Extract to read -
■ ■ ■ ■

The Company is asserting permanent reinvestment of all accumulated undistributed earnings of its foreign subsidiaries as of December 31, 2025. Due to the timing and circumstances of repatriation of such earnings, if any, it is not practicable to determine the unrecognized deferred tax liability relating to such amounts.
During the year ended December 31, 2025, the Company repurchased 5,294,598 shares of its Class A Common Stock. However, there was no excise tax as of December 31, 2025 because the stock issuances were in excess of repurchases.
Recent U.S. Tax Legislation
On July 4, 2025, the U.S. enacted the One Big Beautiful Bill Act (“the Act”) that includes several U.S. corporate tax provisions, including 100% bonus depreciation on qualified property and the current deductibility of domestic research and experimental expenditures. The provisions of the Act did not have a material impact on the Company’s tax expense or effective tax rate. The Act lowered the Company’s cash taxes paid for the year ended December 31, 2025, permitting the Company to accelerate the aforementioned deductions.
Tax Receivable Agreement
The Company entered into the TRA, which generally provides for payment by the Company to the TRA Holders of 85% of the net cash savings, if any, in U.S. federal, state and local income tax and franchise tax that Clear Secure, Inc. actually realizes or is deemed to realize as a result of (i) any increase in tax basis in Alclear’s assets resulting from (a) exchanges by Alclear Members (or their transferees or other assignees) of Alclear Units (along with the corresponding shares of our Class C Common Stock or Class D Common Stock, as applicable) for shares of the Company’s Class A Common Stock or Class B Common Stock, as applicable, and purchases of Alclear Units and corresponding shares of Class C Common Stock or Class D Common Stock, as the case may be, from the Alclear Members (or their transferees or other assignees) or (b) payments under the TRA, and (ii) tax benefits related to imputed interest arising as a result of payments made under the TRA. The Company will retain the benefit of the remaining 15% of these net cash savings.
The TRA liability is calculated by determining the tax basis subject to TRA (“tax basis”) and applying a blended tax rate to the basis differences and calculating the iterative impact. The blended tax rate consists of the U.S. federal income tax rate and an assumed combined state and local income tax rate driven by the apportionment factors applicable to each state. Subsequent changes to the measurement of the TRA liability are recognized in the statements of operations as a component of other income (expense), net.

■ ■ ■ ■

Extracted information -

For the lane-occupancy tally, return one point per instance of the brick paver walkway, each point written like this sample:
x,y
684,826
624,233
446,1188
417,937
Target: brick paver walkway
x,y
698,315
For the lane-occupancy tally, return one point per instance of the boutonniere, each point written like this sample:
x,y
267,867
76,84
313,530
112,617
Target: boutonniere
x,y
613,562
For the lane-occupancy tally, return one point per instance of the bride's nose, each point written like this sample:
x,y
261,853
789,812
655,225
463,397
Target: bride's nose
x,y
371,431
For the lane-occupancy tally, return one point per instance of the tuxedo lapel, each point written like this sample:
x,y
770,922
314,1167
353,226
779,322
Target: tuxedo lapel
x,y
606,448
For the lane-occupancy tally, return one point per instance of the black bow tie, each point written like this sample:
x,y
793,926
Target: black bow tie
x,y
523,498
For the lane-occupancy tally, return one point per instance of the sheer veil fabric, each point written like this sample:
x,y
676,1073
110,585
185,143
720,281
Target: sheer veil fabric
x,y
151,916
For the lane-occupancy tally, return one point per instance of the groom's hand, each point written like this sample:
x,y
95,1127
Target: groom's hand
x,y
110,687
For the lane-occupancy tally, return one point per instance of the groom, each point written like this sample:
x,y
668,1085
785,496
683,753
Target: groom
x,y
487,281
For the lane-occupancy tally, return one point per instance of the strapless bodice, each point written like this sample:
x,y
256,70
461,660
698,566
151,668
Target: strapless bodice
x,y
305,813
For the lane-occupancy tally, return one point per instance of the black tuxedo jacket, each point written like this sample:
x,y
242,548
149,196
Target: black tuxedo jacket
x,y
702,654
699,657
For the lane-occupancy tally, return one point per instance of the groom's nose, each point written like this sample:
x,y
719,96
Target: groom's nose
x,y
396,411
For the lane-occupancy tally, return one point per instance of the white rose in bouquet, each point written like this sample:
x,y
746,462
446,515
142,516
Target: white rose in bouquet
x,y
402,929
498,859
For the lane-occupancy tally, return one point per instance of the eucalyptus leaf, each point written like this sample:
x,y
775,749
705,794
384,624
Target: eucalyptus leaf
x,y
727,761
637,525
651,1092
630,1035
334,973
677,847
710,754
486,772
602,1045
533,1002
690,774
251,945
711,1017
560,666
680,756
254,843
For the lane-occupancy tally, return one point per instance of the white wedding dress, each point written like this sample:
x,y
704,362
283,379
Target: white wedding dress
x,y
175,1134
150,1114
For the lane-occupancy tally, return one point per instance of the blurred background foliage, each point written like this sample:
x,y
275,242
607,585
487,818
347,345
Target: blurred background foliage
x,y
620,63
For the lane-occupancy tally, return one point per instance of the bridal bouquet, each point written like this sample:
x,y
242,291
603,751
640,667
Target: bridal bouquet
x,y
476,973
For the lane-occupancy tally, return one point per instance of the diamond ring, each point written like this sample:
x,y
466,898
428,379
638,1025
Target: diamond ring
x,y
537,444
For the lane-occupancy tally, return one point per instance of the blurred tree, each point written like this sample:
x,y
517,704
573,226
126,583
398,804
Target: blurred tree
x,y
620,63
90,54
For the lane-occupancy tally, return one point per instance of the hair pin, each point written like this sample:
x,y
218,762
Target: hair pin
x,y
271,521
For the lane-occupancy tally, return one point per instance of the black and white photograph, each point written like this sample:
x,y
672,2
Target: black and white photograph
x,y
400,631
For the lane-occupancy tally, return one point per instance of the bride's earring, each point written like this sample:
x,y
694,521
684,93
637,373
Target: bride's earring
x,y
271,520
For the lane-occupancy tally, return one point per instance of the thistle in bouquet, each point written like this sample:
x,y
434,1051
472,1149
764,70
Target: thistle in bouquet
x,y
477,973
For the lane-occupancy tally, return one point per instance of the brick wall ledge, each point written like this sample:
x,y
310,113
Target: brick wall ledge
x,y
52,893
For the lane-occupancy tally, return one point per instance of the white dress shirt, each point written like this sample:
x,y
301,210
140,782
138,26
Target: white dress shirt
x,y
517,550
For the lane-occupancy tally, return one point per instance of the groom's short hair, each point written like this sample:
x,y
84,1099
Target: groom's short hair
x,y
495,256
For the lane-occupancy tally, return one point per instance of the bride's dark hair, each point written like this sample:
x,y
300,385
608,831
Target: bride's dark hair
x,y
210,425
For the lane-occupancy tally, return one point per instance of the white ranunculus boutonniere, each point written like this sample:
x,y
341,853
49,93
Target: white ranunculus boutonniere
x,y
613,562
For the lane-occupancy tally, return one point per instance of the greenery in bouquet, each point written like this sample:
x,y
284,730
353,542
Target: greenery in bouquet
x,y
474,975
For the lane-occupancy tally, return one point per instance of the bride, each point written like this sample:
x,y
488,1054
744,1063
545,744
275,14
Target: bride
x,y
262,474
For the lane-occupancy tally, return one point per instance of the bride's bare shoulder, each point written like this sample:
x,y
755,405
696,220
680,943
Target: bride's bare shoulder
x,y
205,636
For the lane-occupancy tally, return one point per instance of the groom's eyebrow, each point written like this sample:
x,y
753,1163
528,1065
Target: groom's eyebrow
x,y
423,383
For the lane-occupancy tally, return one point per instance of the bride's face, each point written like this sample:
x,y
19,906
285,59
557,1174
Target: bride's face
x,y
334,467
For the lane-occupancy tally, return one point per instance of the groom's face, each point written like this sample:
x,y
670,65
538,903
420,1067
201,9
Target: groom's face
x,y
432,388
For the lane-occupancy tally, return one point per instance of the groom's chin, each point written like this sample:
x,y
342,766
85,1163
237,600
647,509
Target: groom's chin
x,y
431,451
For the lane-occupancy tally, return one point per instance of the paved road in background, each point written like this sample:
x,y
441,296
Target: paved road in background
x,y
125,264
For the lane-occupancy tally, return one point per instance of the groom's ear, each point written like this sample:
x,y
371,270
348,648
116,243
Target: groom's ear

■ ■ ■ ■

What is expected -
Name every class of common stock that the income tax excerpt above mentions.

Full solution -
Class A Common Stock, Class B Common Stock, Class C Common Stock, Class D Common Stock